Can you revise the records from the line containing "Question. For each instance of the rocky" through the end of the records, replacing "metal railing" with "wooden railing" and leaving everything else unchanged?

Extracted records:
—————

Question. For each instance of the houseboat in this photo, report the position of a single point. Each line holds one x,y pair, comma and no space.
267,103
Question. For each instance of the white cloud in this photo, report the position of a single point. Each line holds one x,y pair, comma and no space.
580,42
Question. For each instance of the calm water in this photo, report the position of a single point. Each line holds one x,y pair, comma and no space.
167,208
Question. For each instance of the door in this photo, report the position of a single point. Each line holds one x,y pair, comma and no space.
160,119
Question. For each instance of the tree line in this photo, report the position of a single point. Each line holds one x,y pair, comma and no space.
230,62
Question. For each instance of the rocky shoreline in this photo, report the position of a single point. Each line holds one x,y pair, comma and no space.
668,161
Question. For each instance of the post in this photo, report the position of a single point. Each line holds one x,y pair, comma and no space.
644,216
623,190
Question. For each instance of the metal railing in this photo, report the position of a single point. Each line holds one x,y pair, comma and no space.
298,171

—————

_SOLUTION TO THE PROBLEM:_
Question. For each instance of the rocky shoreline in this photo, report the position of a single point. Each line holds one x,y pair, comma and no space.
668,161
Question. For each instance of the post in this photo, report the position of a single point. Each line holds one x,y pair, comma and no space.
644,216
623,190
Question. For each instance of the wooden railing in this photo, report the position of a single point. Each line holds one x,y pair, comma and no space.
298,171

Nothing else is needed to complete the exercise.